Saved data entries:
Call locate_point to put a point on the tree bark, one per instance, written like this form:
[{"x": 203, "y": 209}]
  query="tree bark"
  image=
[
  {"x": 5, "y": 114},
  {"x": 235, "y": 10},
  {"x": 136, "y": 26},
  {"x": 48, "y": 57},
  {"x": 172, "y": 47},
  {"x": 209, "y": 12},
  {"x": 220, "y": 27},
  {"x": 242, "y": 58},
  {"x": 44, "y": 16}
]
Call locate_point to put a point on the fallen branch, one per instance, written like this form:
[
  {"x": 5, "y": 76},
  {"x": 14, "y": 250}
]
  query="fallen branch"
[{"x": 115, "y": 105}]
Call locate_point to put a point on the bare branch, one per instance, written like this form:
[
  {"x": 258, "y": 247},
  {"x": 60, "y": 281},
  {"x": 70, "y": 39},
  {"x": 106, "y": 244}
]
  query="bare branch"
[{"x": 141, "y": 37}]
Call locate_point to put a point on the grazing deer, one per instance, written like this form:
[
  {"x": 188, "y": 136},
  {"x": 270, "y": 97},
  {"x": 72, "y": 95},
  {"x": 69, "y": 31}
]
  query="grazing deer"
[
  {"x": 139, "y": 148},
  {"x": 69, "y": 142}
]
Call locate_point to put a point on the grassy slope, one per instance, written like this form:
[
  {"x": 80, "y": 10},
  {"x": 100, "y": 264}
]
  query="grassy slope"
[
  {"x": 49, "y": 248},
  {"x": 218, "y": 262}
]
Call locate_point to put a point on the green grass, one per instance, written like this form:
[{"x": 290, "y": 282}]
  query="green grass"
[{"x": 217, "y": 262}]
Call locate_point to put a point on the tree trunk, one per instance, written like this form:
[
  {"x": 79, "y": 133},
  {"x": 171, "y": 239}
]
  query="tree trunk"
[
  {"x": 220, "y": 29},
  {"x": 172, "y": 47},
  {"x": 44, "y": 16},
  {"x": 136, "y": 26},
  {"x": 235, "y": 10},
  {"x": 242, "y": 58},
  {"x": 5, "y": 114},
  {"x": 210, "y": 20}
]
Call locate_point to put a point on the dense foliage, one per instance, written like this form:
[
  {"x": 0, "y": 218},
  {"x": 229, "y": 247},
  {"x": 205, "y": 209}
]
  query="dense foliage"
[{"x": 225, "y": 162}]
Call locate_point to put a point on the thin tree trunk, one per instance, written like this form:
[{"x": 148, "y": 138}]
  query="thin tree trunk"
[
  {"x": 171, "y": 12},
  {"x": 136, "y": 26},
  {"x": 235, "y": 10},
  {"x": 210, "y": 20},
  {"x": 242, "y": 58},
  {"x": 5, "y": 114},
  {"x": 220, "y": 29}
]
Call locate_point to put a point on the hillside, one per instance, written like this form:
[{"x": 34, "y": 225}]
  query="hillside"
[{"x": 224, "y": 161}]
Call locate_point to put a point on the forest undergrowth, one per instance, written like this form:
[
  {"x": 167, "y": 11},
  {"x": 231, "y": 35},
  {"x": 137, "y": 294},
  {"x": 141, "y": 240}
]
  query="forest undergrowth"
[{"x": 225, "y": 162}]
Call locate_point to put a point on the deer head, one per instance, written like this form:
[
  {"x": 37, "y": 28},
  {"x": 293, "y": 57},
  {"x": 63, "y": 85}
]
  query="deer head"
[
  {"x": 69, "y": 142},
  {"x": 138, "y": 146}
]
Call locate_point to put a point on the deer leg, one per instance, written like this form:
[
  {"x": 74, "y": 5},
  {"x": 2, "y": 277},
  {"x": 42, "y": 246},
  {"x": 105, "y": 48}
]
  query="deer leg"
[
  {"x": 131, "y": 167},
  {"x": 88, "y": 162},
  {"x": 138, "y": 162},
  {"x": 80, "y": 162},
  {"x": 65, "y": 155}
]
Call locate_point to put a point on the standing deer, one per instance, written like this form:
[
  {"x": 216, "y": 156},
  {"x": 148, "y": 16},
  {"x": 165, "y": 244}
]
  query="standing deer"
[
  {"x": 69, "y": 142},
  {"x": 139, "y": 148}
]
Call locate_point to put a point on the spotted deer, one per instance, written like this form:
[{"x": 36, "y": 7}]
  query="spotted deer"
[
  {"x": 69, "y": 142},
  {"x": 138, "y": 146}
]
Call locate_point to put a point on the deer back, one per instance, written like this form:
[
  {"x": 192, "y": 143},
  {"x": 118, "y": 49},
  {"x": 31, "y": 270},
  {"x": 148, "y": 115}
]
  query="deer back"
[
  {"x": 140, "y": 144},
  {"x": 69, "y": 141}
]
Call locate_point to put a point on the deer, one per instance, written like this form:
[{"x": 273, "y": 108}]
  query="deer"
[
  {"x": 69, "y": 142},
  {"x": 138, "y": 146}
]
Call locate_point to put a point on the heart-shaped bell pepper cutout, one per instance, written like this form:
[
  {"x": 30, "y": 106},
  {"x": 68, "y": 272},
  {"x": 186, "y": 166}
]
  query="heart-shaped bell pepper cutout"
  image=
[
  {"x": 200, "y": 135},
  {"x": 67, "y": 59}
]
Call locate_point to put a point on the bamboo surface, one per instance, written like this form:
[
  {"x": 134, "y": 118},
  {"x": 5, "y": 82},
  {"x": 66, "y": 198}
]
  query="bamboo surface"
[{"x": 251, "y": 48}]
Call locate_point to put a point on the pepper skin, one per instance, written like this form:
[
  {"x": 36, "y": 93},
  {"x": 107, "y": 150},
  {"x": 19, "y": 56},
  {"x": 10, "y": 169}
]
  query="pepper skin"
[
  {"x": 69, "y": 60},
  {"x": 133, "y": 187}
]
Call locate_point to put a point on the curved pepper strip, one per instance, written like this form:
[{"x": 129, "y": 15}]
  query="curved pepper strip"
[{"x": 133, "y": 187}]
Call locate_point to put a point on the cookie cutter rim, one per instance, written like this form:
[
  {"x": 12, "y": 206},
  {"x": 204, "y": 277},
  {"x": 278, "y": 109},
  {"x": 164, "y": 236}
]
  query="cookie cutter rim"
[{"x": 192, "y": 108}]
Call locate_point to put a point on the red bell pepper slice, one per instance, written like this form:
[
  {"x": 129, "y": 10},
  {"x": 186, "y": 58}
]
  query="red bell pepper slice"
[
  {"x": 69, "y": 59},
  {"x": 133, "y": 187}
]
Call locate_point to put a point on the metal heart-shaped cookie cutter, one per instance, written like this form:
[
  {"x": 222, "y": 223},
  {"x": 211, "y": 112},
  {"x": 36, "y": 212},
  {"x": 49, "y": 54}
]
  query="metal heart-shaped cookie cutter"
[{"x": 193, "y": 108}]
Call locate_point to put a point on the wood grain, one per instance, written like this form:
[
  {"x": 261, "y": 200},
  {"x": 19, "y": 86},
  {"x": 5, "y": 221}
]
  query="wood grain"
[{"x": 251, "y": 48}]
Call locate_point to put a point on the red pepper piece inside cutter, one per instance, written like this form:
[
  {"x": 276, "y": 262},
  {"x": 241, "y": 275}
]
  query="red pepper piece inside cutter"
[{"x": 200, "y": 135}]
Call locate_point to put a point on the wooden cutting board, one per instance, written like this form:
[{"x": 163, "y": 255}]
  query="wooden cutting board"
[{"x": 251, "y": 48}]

* * *

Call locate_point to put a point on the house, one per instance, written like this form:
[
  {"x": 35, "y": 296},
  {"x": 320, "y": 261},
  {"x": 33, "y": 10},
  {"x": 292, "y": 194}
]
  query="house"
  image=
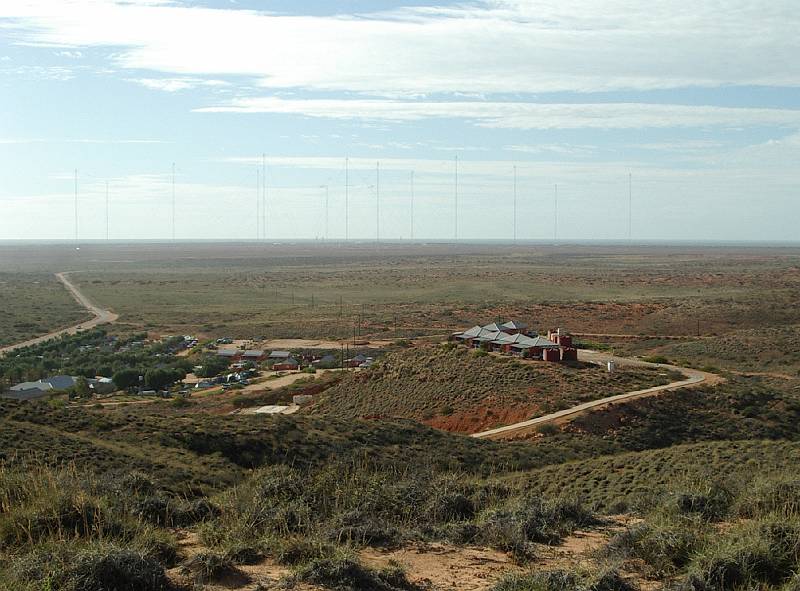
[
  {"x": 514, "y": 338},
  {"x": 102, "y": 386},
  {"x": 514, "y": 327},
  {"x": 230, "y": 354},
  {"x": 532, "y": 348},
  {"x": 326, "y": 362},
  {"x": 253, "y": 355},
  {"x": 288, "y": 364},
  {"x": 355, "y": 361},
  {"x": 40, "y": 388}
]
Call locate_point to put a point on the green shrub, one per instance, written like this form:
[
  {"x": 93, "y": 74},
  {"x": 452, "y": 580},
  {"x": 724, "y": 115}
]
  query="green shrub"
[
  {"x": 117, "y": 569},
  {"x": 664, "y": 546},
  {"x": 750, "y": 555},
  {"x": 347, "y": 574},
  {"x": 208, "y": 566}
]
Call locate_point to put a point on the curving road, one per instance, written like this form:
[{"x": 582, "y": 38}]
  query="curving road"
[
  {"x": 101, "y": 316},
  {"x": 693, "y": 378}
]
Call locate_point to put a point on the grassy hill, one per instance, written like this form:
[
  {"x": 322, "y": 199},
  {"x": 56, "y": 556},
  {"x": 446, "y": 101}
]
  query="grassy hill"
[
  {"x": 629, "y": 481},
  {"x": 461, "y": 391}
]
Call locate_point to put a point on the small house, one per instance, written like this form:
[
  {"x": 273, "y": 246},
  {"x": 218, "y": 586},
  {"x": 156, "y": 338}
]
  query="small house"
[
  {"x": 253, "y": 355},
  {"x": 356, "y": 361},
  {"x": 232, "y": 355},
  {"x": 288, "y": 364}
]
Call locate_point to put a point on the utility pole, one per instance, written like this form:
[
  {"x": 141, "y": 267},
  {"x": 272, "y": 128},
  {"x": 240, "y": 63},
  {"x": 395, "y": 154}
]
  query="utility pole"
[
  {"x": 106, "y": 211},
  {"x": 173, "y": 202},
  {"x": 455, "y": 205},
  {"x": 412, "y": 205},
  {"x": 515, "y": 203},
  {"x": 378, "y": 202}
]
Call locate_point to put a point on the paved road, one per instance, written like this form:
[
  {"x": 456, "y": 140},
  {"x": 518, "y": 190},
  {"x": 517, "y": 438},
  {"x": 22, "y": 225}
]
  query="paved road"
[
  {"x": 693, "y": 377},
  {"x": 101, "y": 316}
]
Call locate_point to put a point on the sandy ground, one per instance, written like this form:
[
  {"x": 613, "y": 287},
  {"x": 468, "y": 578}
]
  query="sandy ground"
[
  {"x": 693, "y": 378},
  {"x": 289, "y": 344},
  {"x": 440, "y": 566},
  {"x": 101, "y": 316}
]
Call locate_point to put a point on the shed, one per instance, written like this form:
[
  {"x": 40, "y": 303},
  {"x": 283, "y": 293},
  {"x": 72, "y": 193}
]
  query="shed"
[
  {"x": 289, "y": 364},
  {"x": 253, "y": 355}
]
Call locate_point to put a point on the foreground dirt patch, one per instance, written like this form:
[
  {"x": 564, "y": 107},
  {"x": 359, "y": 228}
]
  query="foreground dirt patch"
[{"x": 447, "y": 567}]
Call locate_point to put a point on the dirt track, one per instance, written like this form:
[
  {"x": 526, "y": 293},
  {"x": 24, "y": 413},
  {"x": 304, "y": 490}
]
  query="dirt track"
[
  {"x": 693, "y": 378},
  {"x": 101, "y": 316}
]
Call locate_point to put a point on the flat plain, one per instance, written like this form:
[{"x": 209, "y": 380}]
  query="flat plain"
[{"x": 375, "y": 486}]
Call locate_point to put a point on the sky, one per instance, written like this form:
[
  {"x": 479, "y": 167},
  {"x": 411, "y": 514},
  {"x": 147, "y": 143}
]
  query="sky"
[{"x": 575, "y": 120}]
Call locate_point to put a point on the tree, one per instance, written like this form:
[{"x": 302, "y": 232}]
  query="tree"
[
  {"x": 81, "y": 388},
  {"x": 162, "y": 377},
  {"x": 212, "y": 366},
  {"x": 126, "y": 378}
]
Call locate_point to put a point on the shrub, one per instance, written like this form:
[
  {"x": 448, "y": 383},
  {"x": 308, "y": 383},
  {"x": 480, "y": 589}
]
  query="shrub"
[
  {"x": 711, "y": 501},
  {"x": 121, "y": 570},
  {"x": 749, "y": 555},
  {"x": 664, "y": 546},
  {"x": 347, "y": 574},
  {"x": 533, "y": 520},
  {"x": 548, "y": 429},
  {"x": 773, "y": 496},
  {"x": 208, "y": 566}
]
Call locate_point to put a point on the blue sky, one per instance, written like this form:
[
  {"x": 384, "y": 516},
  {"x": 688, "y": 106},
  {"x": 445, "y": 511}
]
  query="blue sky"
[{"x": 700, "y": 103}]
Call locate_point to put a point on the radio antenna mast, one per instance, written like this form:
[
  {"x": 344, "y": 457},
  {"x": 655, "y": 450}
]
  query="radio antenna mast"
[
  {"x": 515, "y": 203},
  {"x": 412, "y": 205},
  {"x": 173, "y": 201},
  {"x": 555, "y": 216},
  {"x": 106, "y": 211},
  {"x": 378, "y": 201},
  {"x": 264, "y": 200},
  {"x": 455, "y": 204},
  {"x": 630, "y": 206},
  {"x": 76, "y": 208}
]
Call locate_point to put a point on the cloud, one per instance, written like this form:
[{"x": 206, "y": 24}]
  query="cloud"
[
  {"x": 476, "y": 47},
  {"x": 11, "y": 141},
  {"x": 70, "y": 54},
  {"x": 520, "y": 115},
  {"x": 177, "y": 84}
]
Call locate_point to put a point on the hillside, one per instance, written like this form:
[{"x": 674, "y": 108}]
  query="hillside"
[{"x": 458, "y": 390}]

• Work to complete
Where a line of the entries contains the word "bark", copy that line.

• Answer to this task
Call locate_point to put a point on the tree bark, one per instance, written like this form:
  query="tree bark"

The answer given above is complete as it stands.